*PASSAGE SHOWN*:
☆ ☆ ☆
We don't have direct physical access to the device's address space, in
the sense the device is still free to perform remapping of chunks of NVM
underneath us. The problem is that when a block or address range (as
small as a cache line) goes bad, the device maintains a poison bit for
every affected cache line. Behind the scenes, it may have already
remapped the range, but the cache line poison has to be kept so that
there is a notification to the user/owner of the data that something has
been lost. Since NVM is byte addressable memory sitting on the memory
bus, such a poisoned cache line results in memory errors and SIGBUSes.
Compared to tradational storage where an app will get nice and friendly
(relatively speaking..) -EIOs. The whole badblocks implementation was
done so that the driver can intercept IO (i.e. reads) to _known_ bad
locations, and short-circuit them with an EIO. If the driver doesn't
catch these, the reads will turn into a memory bus access, and the
poison will cause a SIGBUS.

This effort is to try and make this badblock checking smarter - and try
and reduce the penalty on every IO to a smaller range, which only the
filesystem can do.

> 
> > 
> > A while back, Dave Chinner had suggested a move towards smarter
> > handling, and I posted initial RFC patches [1], but since then the topic
> > hasn't really moved forward.
> > 
> > I'd like to propose and have a discussion about the following new
> > functionality:
> > 
> > 1. Filesystems develop a native representation of badblocks. For
> > example, in xfs, this would (presumably) be linked to the reverse
> > mapping btree. The filesystem representation has the potential to be 
> > more efficient than the block driver doing the check, as the fs can
> > check the IO happening on a file against just that file's range. 
> 
> What do you mean by "file system can check the IO happening on a file"?
> Do you mean read or write operation? What's about metadata?

For the purpose described above, i.e. returning early EIOs when
possible, this will be limited to reads and metadata reads. If we're
about to do a metadata read, and realize the block(s) about to be read
are on the badblocks list, then we do the same thing as when we discover
other kinds of metadata corruption.
☆ ☆ ☆
*WRITTEN TASK*: Extend the discussion of bad-block handling on NVM, picking up right after its final sentence.

*MATERIAL SHOWN*:
☆ ☆ ☆
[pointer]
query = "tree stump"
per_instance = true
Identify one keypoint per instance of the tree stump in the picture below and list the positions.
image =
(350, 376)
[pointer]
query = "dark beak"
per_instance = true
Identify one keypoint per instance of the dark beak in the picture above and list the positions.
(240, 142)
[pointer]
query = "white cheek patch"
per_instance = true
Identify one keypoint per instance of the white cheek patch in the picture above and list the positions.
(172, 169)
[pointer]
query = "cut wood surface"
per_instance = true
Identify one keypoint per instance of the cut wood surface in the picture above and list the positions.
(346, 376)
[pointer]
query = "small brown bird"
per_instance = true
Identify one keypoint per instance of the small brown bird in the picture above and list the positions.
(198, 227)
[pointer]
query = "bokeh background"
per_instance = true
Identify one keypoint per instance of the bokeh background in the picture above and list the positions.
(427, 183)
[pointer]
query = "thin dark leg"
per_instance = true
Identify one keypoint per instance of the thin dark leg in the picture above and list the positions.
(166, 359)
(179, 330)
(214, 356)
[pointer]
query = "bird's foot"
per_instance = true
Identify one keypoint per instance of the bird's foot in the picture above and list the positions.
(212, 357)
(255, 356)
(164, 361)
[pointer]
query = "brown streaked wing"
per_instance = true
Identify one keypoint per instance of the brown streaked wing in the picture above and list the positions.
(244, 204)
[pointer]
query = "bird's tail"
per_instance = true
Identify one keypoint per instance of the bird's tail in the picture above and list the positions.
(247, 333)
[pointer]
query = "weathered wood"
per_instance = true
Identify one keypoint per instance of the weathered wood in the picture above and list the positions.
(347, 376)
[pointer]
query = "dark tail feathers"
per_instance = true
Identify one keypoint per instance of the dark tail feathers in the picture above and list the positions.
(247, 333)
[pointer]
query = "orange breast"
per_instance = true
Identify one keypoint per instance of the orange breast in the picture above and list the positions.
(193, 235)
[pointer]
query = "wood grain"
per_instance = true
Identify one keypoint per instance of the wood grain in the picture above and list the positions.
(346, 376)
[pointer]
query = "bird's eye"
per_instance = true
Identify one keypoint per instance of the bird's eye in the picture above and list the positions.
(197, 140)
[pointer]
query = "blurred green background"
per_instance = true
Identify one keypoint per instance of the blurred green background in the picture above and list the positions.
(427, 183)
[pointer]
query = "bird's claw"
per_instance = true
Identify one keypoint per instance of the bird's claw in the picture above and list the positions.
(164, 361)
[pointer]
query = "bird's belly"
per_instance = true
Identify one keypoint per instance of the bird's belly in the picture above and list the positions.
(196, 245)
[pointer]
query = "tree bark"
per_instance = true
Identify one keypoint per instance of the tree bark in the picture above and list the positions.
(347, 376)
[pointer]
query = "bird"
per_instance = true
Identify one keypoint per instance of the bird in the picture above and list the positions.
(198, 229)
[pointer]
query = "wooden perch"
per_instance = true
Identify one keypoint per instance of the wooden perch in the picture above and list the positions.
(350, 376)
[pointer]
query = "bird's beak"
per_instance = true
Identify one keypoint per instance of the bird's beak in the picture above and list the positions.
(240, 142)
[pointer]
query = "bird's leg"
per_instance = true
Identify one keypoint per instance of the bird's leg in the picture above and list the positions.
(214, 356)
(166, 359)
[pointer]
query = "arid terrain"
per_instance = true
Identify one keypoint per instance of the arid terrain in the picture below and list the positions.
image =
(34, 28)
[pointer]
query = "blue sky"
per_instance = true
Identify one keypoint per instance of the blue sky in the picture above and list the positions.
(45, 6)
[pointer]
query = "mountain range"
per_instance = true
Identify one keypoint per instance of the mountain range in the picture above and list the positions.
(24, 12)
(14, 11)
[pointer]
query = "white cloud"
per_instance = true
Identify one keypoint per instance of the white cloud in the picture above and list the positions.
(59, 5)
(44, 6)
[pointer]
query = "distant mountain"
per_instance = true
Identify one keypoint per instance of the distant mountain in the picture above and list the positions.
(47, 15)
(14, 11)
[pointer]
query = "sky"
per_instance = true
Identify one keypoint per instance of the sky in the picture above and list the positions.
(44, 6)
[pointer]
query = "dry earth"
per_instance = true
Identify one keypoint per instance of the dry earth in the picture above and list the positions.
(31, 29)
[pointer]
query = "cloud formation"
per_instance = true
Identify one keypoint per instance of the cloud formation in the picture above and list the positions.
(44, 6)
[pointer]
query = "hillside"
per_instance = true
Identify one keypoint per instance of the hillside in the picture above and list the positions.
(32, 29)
☆ ☆ ☆
*RESPONSE BELOW*:
> 
> If we are talking about the discovering a bad block on read operation then
> rare modern file system is able to survive as for the case of metadata as
> for the case of user data. Let's imagine that we have really mature file
> system driver then what does it mean to encounter a bad block? The failure
> to read a logical block of some metadata (bad block) means that we are
> unable to extract some part of a metadata structure. From file system
> driver point of view, it looks like that our file system is corrupted, we need
> to stop the file system operations and, finally, to check and recover file
> system volume by means of fsck tool. If we find a bad block for some
> user file then, again, it looks like an issue. Some file systems simply
> return "unrecovered read error". Another one, theoretically, is able
> to survive because of snapshots, for example. But, anyway, it will look
> like as Read-Only mount state and the user will need to resolve such
> trouble by hands.

As far as I can tell, all of these things remain the same. The goal here
isn't to survive more NVM badblocks than we would've before, and lost
data or lost metadata will continue to have the same consequences as
before, and will need the same recovery actions/intervention as before.
The goal is to make the failure model similar to what users expect
today, and as much as possible make recovery actions too similarly
intuitive.

> 
> If we are talking about discovering a bad block during write operation then,
> again, we are in trouble. Usually, we are using asynchronous model
> of write/flush operation. We are preparing the consistent state of all our
> metadata structures in the memory, at first. The flush operations for metadata
> and user data can be done in different times. And what should be done if we
> discover bad block for any piece of metadata or user data? Simple tracking of
> bad blocks is not enough at all. Let's consider user data, at first. If we cannot
> write some file's block successfully then we have two ways: (1) forget about
> this piece of data; (2) try to change the associated LBA for this piece of data.
> The operation of re-allocation LBA number for discovered bad block
> (user data case) sounds as real pain. Because you need to rebuild the metadata
> that track the location of this part of file. And it sounds as practically
> impossible operation, for the case of LFS file system, for example.
> If we have trouble with flushing any part of metadata then it sounds as
> complete disaster for any file system.

Writes can get more complicated in certain cases. If it is a regular
page cache writeback, or any aligned write that goes through the block
driver, that is completely fine. The block driver will check that the
block was previously marked as bad, do a "clear poison" operation
(defined in the ACPI spec), which tells the firmware that the poison bit
is not OK to be cleared, and writes the new data. This also removes the
block from the badblocks list, and in this scheme, triggers a
notification to the filesystem that it too can remove the block from its
accounting. mmap writes and DAX can get more complicated, and at times
they will just trigger a SIGBUS, and there's no way around that.

> 
> Are you really sure that file system should process bad block issue?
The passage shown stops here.